SELECTED TEXT:
Jewish law does not allow one to commit suicide nor assist in the suicide of another. The withholding or withdrawing of life support systems does not qualify as either active or passive euthanasia according to Jewish law.
There are some Reform rabbis who have advocated for assisted suicide when the patient is experiencing severe suffering and there is little to no hope of recovery; however, based upon my research these rabbis appear to be in the minority regarding rabbinical teachings.
In the Winter 1976 issue of Jewish Life magazine, J. David Bleich wrote an article entitled “The Quinlan Case: A Jewish Perspective” which looked at this case from the stand point of Jewish law. While Karen Ann was not Jewish, it is important to be able to reflect upon this landmark decision from the stand point of Jewish law.
For the benefit of those who are unfamiliar with the case of Karen Ann Quinlan, I will offer a brief summary. In 1975, Karen, age 21, attended a party at a friend’s home and suffered cardiopulmonary arrest after ingesting a combination of alcohol and drugs. After being transferred from Newton Community Hospital in Newton, NJ to St. Clare’s Hospital in Denville, NJ, she subsequently went into a persistent vegetative state (PVS). The hospital neurologist described her as no longer having cognitive brain function but retaining the capacity to maintain the vegetative parts of neurological function. She was able to make facial expressions, utter sounds, and maintain a normal blood pressure; however, she was unaware of anyone of anything around her. The doctors stated that she did have some brain stem function, but that, in her case, it could not support her breathing. She had been on a respirator since her admission to the hospital.

Stored data entries
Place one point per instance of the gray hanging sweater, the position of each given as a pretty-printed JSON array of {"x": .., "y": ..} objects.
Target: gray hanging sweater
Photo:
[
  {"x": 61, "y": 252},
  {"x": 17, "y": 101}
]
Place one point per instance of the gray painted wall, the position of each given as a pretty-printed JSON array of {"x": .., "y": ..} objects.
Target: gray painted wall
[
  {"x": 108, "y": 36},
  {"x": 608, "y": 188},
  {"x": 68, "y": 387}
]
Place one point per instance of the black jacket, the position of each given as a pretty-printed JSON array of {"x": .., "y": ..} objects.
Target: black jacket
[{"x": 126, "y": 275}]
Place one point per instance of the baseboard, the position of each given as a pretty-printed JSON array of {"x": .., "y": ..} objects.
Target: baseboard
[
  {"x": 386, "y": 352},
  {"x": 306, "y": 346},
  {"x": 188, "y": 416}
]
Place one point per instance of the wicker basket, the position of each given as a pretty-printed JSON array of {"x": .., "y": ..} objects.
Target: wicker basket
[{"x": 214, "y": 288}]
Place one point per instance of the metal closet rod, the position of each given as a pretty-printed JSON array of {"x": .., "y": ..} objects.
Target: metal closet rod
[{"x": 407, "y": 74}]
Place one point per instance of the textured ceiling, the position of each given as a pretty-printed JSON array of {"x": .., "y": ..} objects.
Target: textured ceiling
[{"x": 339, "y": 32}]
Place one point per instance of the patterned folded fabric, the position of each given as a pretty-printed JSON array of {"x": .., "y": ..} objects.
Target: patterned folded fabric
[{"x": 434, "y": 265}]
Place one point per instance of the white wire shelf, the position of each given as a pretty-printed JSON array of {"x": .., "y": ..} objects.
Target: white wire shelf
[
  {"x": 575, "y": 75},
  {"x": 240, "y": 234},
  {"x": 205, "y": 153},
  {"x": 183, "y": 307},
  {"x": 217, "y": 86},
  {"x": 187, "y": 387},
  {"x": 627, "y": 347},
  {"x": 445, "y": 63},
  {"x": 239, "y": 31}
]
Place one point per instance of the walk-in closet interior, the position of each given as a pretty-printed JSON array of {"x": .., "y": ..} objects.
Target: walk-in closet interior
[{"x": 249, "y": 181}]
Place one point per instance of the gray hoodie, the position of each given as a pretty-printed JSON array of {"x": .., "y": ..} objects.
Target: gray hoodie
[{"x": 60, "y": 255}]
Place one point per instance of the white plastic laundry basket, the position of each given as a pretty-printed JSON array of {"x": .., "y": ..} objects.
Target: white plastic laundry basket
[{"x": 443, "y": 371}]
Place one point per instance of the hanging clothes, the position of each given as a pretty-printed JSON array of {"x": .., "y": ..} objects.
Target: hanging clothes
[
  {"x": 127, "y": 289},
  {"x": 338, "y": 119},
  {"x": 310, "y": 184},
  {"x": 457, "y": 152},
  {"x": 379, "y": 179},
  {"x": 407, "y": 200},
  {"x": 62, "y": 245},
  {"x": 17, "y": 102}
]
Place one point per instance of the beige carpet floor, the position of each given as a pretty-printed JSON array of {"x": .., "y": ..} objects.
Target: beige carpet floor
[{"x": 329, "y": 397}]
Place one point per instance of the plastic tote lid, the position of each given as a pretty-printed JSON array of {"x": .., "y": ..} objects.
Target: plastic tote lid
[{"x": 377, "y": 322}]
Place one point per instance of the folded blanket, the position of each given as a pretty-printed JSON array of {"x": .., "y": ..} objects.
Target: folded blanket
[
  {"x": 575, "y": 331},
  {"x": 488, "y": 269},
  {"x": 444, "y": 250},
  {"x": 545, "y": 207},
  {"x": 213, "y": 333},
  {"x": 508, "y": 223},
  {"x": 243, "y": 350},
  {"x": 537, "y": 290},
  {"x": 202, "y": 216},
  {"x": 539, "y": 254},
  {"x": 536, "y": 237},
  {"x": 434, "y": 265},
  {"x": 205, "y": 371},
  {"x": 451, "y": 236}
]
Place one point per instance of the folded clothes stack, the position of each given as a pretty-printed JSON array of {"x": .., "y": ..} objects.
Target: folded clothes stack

REQUIREMENT:
In the text on Jewish law and euthanasia, rewrite the part that starts with "There are some" and ends with "decision from the stand point of Jewish law.", swapping "magazine" for "journal".

COMPLETED EXERCISE:
There are some Reform rabbis who have advocated for assisted suicide when the patient is experiencing severe suffering and there is little to no hope of recovery; however, based upon my research these rabbis appear to be in the minority regarding rabbinical teachings.
In the Winter 1976 issue of Jewish Life journal, J. David Bleich wrote an article entitled “The Quinlan Case: A Jewish Perspective” which looked at this case from the stand point of Jewish law. While Karen Ann was not Jewish, it is important to be able to reflect upon this landmark decision from the stand point of Jewish law.